■ **Problems to solve**:
a – According to the extractrs API reference, what coverage method does zonal_stats use by default?
b – Resume the extractrs API reference from the point where it stops, keeping its format and style.

■ **Text shown**:

================================

API Reference¶

xarray Accessors¶

The primary interface. Registered automatically when you import extractrs.

Use the accessor for quick, one-off computations. For multi-variable or multi-file workflows where the grid and polygons stay the same, use the Low-Level API to build the cache once and reuse it.

Dataset Accessor¶

`extractrs.ExtractrsDatasetAccessor` ¶

xarray Dataset accessor for extractrs zonal statistics.

`zonal_stats(gdf, stat='mean', id_col=None, var=None, vars=None, method='exact')` ¶

Compute zonal statistics for each geometry in a GeoDataFrame.

Parameters:

Name	Type	Description	Default
`gdf`	`GeoDataFrame`	Polygons to compute statistics for. Must be in the same CRS as the raster.	required
`stat`	`str`	Statistic to compute: "mean", "sum", "count", "min", "max", "variance", "stdev", "weighted_mean", "weighted_sum".	`'mean'`
`id_col`	`str`	Column in gdf to use as basin IDs. If None, uses integer index.	`None`
`var`	`str`	Single data variable to process.	`None`
`vars`	`list of str`	Subset of data variables to process. If neither var nor vars is given, all data variables are processed.	`None`
`method`	`str`	Coverage method: "exact" for fractional pixel coverage, "center" for cell-center point-in-polygon (binary 0/1).	`"exact"`

Returns:

Type	Description
`Dataset`	Dataset with spatial dims replaced by basin/id dimension.

================================

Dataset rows

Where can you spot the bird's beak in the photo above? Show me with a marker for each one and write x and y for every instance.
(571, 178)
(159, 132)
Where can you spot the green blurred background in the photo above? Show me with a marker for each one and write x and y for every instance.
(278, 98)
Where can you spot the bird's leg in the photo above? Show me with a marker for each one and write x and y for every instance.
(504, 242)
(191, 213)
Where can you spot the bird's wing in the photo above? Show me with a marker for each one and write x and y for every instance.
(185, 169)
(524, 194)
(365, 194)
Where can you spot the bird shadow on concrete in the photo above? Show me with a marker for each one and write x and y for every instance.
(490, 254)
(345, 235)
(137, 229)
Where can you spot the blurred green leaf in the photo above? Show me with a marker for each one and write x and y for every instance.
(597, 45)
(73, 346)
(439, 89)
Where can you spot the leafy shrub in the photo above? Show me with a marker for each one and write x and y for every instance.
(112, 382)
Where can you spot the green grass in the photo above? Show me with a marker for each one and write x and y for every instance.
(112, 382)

================================

■ **Answers in order**:
a – It uses "exact," which computes fractional pixel coverage.

b –
DataArray Accessor¶

`extractrs.ExtractrsDataArrayAccessor` ¶

xarray DataArray accessor for extractrs zonal statistics.

`zonal_stats(gdf, stat='mean', id_col=None, method='exact')` ¶

Compute zonal statistics for each geometry in a GeoDataFrame.

Parameters:

Name	Type	Description	Default
`gdf`	`GeoDataFrame`	Polygons to compute statistics for. Must be in the same CRS as the raster.	required
`stat`	`str`	Statistic to compute: "mean", "sum", "count", "min", "max", "variance", "stdev", "weighted_mean", "weighted_sum".	`'mean'`
`id_col`	`str`	Column in gdf to use as basin IDs. If None, uses integer index.	`None`
`method`	`str`	Coverage method: "exact" for fractional pixel coverage, "center" for cell-center point-in-polygon (binary 0/1).	`"exact"`

Returns:

Type	Description
`DataArray`	DataArray with spatial dims replaced by basin/id dimension.

Low-Level API¶

For workflows that process many timesteps or multiple variables against the same geometries, use the low-level API to build the cache once and apply statistics repeatedly. This avoids redundant cache builds — the accessor rebuilds the cache on every call.

The functions come in four variants:

	Single timestep (2D array)	Batch (3D array)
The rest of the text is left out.